- [ITEMS]:
--*--

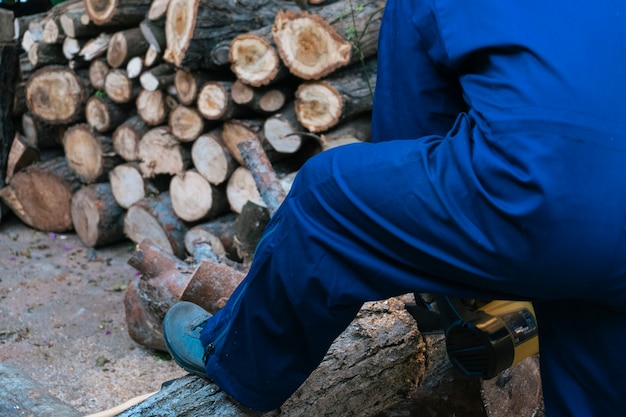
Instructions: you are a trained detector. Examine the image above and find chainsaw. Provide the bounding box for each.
[407,294,539,379]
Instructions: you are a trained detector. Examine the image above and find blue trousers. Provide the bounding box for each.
[201,0,626,416]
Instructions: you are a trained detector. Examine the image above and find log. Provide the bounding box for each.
[22,111,66,150]
[0,44,19,186]
[191,128,237,185]
[124,191,189,259]
[295,60,377,132]
[63,123,122,184]
[163,0,294,69]
[28,42,67,69]
[124,239,194,352]
[109,162,169,209]
[185,212,241,261]
[230,80,294,115]
[78,32,111,61]
[139,126,190,178]
[135,89,170,126]
[111,115,150,162]
[174,69,212,106]
[126,56,144,78]
[4,132,39,184]
[168,104,210,142]
[228,25,289,87]
[139,62,176,91]
[272,0,385,80]
[119,299,425,417]
[169,169,229,222]
[89,58,111,90]
[59,1,102,39]
[85,94,134,133]
[196,81,250,121]
[319,114,372,151]
[0,9,14,43]
[107,27,150,68]
[104,68,141,104]
[234,200,270,265]
[222,119,281,165]
[61,36,87,61]
[226,166,266,214]
[25,66,93,124]
[263,101,310,154]
[146,0,170,21]
[143,44,162,68]
[84,0,150,28]
[0,157,82,232]
[124,239,243,351]
[237,140,287,216]
[0,362,83,417]
[71,182,125,248]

--*--

- [REQUIREMENTS]: Reproduce every line of the rows above, including each detection request. Raise every bounding-box coordinate in the answers by 7, leave the requests unchanged, and omit the pictures.

- [ANSWER]:
Instructions: you are a trained detector. Examine the image above and find chainsaw. Provide the bounding box for each.
[414,301,546,386]
Instructions: you are a trained detector. Examine the image above and find blue trousers. Provide the bounding box for each.
[208,7,633,423]
Instructions: you are a trained detector. Examine the image above and find log. Provide the bounding box for each.
[29,118,73,157]
[7,51,26,193]
[198,135,244,192]
[131,198,196,266]
[302,67,384,139]
[70,130,129,191]
[170,7,301,76]
[35,49,74,76]
[131,246,201,359]
[116,169,176,216]
[192,219,248,268]
[237,87,301,122]
[85,39,118,68]
[146,133,197,185]
[142,96,177,133]
[118,122,157,169]
[181,76,219,113]
[133,63,151,85]
[11,139,46,191]
[175,111,217,149]
[235,32,296,94]
[146,69,183,98]
[279,7,392,87]
[126,306,432,424]
[176,176,236,229]
[96,65,118,97]
[66,8,109,46]
[92,101,141,140]
[203,88,257,128]
[326,121,379,158]
[7,16,21,50]
[114,34,157,75]
[111,75,148,111]
[241,207,277,272]
[229,126,288,172]
[68,43,94,68]
[233,173,273,221]
[32,73,100,131]
[270,108,317,161]
[153,7,177,28]
[150,51,169,75]
[91,7,157,35]
[7,164,89,239]
[131,246,250,358]
[244,147,294,223]
[7,369,90,424]
[78,189,132,255]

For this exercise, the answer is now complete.